Problem to work on – Repeat every entry exactly as it stands. Omit the images.

Stored data –
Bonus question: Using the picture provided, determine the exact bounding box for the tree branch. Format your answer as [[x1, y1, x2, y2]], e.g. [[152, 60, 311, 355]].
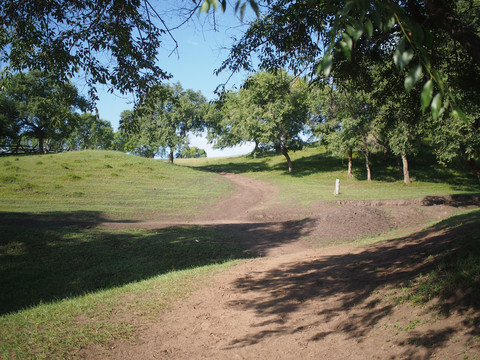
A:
[[424, 0, 480, 66]]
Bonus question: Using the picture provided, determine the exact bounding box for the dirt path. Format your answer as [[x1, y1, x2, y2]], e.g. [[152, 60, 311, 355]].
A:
[[89, 173, 480, 359]]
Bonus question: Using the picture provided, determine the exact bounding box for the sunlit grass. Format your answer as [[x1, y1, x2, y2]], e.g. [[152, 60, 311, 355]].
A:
[[178, 146, 480, 204], [0, 150, 234, 220]]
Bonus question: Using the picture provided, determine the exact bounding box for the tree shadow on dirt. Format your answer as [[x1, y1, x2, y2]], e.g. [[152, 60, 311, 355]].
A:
[[224, 211, 480, 358], [210, 217, 317, 256]]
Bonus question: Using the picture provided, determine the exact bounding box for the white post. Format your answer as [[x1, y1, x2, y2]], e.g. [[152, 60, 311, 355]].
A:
[[334, 179, 340, 195]]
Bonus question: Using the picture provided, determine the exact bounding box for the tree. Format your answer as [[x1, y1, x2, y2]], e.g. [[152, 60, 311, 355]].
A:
[[67, 113, 114, 150], [120, 83, 207, 163], [176, 146, 207, 159], [316, 86, 377, 181], [119, 110, 162, 158], [0, 70, 86, 153], [0, 91, 22, 151], [206, 0, 480, 122], [211, 70, 310, 173], [0, 0, 185, 101]]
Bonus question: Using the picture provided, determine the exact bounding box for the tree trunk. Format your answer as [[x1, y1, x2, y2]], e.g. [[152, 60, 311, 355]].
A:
[[365, 152, 371, 182], [361, 133, 372, 182], [467, 158, 480, 184], [281, 147, 293, 174], [251, 140, 259, 158], [347, 147, 353, 177], [38, 136, 45, 154], [401, 153, 411, 184], [168, 150, 174, 164]]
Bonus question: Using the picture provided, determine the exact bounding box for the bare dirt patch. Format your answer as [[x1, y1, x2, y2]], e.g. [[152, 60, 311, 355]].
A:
[[85, 173, 480, 359]]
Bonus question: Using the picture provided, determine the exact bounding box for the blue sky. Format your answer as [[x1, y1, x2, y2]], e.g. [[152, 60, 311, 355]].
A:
[[95, 4, 255, 157]]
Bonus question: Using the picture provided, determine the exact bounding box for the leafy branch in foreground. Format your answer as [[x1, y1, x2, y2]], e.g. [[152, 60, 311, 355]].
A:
[[0, 0, 205, 102]]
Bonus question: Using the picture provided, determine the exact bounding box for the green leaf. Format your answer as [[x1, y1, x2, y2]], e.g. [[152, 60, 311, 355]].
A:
[[382, 16, 395, 31], [404, 64, 423, 92], [394, 42, 414, 71], [410, 22, 424, 44], [364, 19, 373, 39], [431, 92, 442, 120], [342, 1, 354, 15], [340, 33, 353, 60], [452, 106, 468, 123], [318, 53, 333, 77], [346, 25, 363, 41], [249, 0, 260, 17], [200, 1, 211, 13], [421, 79, 433, 114], [239, 2, 247, 21]]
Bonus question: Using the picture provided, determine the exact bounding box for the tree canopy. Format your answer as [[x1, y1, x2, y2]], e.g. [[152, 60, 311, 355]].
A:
[[210, 0, 479, 120], [120, 83, 208, 162], [209, 70, 310, 173], [0, 70, 87, 153]]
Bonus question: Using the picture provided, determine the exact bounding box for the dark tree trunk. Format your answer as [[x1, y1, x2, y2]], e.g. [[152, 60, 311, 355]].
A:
[[397, 156, 403, 174], [467, 158, 480, 184], [281, 147, 293, 174], [168, 150, 174, 164], [347, 147, 353, 177], [401, 153, 411, 184], [38, 136, 45, 154]]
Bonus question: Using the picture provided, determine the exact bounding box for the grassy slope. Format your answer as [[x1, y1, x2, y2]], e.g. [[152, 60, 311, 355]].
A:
[[0, 148, 479, 359], [177, 146, 480, 203], [0, 150, 234, 220]]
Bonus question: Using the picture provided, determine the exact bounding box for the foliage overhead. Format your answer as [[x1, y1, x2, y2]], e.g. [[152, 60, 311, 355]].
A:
[[0, 0, 193, 101], [205, 0, 480, 120]]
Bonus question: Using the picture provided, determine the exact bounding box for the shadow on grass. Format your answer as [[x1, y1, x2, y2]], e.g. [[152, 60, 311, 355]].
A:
[[288, 153, 346, 177], [195, 152, 346, 177], [0, 211, 257, 315], [224, 210, 480, 357], [0, 211, 319, 315], [351, 153, 480, 191], [198, 160, 272, 174]]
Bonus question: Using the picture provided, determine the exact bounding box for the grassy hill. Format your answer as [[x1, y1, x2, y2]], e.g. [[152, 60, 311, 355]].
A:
[[0, 150, 234, 220]]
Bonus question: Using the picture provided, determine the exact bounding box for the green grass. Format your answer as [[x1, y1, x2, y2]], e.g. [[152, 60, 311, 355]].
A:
[[391, 209, 480, 310], [0, 262, 239, 360], [177, 146, 480, 204], [0, 150, 234, 220]]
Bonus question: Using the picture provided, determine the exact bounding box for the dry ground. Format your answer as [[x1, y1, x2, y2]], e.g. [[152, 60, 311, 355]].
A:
[[87, 173, 480, 359]]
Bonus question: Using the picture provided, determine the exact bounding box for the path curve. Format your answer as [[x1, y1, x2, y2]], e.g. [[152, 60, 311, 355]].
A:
[[100, 172, 278, 230], [192, 172, 278, 223]]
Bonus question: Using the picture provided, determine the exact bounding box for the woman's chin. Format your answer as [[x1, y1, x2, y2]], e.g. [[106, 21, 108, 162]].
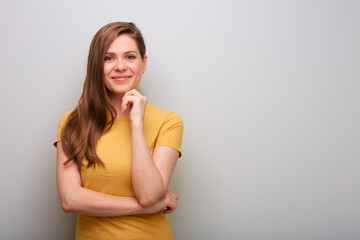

Response box –
Bonus question: Using the picture provided, determine the exact bounding box for the tree branch. Format your answer as [[x1, y1, x2, y2]], e.g. [[152, 60, 311, 355]].
A:
[[424, 0, 480, 66]]
Bonus question: Using the picture provided, determine the exact bounding box for the dirt path. Format your answer as [[x1, y1, x2, y2]], e.g. [[152, 60, 311, 355]].
A:
[[89, 173, 480, 359]]
Bonus question: Using the picture provided, determine the exact bounding box for the sunlit grass. Format your answer as [[x1, y1, x2, y2]], e.g. [[152, 60, 311, 355]].
A:
[[178, 146, 480, 204], [0, 150, 234, 220]]
Bonus question: Using the picture provided, determine the exact bounding box for the tree shadow on dirt. Format your answer as [[x1, y1, x2, y2]], e.g. [[152, 60, 311, 355]].
A:
[[224, 211, 480, 358], [210, 217, 317, 256]]
Bonus question: Using the picture provided, determine the exact bounding box for the white post. Format your answer as [[x1, y1, x2, y2]], e.g. [[152, 60, 311, 355]].
A:
[[334, 179, 340, 195]]
Bonus question: Using the picture provided, determine the exact bounding box for the tree. Format your answer as [[x1, y1, x2, y2]], e.g. [[152, 60, 311, 355]].
A:
[[67, 113, 114, 150], [120, 83, 207, 163], [176, 146, 207, 159], [316, 86, 377, 181], [119, 110, 162, 158], [0, 70, 86, 153], [0, 91, 22, 151], [206, 0, 480, 122], [211, 70, 310, 173], [0, 0, 185, 101]]
Bonus question: Using the picture provided, determine the exact bounding box for the tree trunk. Format your answer as [[x1, y1, x2, y2]], e.g. [[152, 60, 311, 355]].
A:
[[365, 152, 371, 182], [361, 133, 372, 182], [467, 158, 480, 184], [281, 147, 293, 174], [251, 140, 259, 158], [347, 147, 353, 177], [38, 136, 45, 154], [401, 153, 411, 184], [168, 150, 174, 164]]
Bonus question: Using the picture provided, determine the exact bounding box for the bare dirt patch. Format your answer as [[x1, y1, x2, y2]], e.g. [[152, 60, 311, 355]].
A:
[[85, 173, 480, 359]]
Bonus question: Using the picture provided, determine the exact bounding box for the blue sky. Format your answer as [[x1, y1, x2, y2]], e.g. [[152, 60, 311, 355]].
A:
[[95, 4, 255, 157]]
Bonus question: Using the picture provided, determine the exact bounding box for the leafy branch in foreground. Format your answer as [[x1, y1, x2, y2]], e.g. [[152, 60, 311, 355]].
A:
[[0, 0, 205, 102]]
Bonus question: Using the picture provided, determine the exact bounding box for the green leaf. Format your answer as [[x1, y1, x2, y2]], e.g. [[152, 60, 311, 355]].
A:
[[382, 16, 395, 31], [404, 64, 423, 92], [394, 42, 414, 71], [410, 22, 424, 44], [364, 19, 373, 39], [431, 92, 442, 120], [342, 1, 354, 15], [340, 33, 353, 60], [452, 106, 468, 123], [318, 53, 333, 77], [346, 25, 363, 41], [249, 0, 260, 17], [200, 1, 211, 13], [421, 79, 433, 114], [239, 2, 247, 21]]
Bonus question: Using the picture provided, determine the exact bounding box for the tree canopy. Format your answer as [[x1, y1, x2, y2]], e.g. [[152, 60, 311, 355]].
A:
[[210, 0, 479, 120], [120, 83, 208, 162], [209, 70, 310, 173], [0, 70, 87, 153]]
Bonus question: Using the picture provided, determine the exact bounding box for the dark tree trunk. Format your answer as [[x1, y1, x2, y2]], e.g. [[152, 60, 311, 355]].
A:
[[397, 156, 403, 174], [467, 158, 480, 184], [281, 147, 293, 174], [168, 150, 174, 164], [347, 147, 353, 177], [401, 153, 411, 184], [38, 136, 45, 154]]
Bonus question: Using the picture provided, determine the exact bounding box for the grassy slope. Format your answer as [[x1, y1, x2, y2]], e.g. [[152, 60, 311, 355]].
A:
[[0, 148, 479, 359], [177, 146, 480, 203], [0, 150, 234, 220]]
Bonus question: Using the picture provided, determine the exact bounding box for the foliage overhead. Format your answer as [[x1, y1, x2, y2]], e.g. [[152, 60, 311, 355]].
A:
[[0, 0, 193, 101], [205, 0, 480, 120]]
Bonus question: Using the picture provided, determine the exact bounding box for the shadow on grass. Format your answer as [[x1, y1, x2, y2]], e.g. [[152, 60, 311, 355]].
A:
[[288, 153, 346, 177], [195, 152, 346, 177], [0, 211, 257, 315], [224, 210, 480, 357], [0, 211, 319, 315], [351, 153, 480, 191], [198, 160, 272, 174]]
Bonus question: Using the picture provided, determine the exact bounding box for the grassy hill. Format your answer as [[x1, y1, x2, y2]], e.g. [[152, 60, 311, 355]].
A:
[[0, 150, 234, 220]]
Bonus question: Using the picture provided, determine the exact bounding box for the green grass. Format your answer as [[x1, y1, x2, y2]], e.g. [[152, 60, 311, 355]].
A:
[[391, 209, 480, 310], [0, 262, 239, 360], [177, 146, 480, 204], [0, 150, 234, 220]]
Bonus question: Using the picture provided, determine the exact bounding box for the dry ground. Format your answer as [[x1, y1, x2, y2]], e.g. [[152, 60, 311, 355]].
A:
[[87, 173, 480, 359]]
Bonus question: Using the picture provided, determine the exact bounding box for the path curve. Format your answer as [[x1, y1, x2, y2]], e.g. [[152, 60, 311, 355]].
A:
[[100, 172, 278, 230], [192, 172, 278, 223]]
Bonus question: Using the picture provided, determine the exact bounding box for the woman's chin. Format your answer as [[x1, y1, x2, y2]], e.g. [[106, 21, 108, 162]].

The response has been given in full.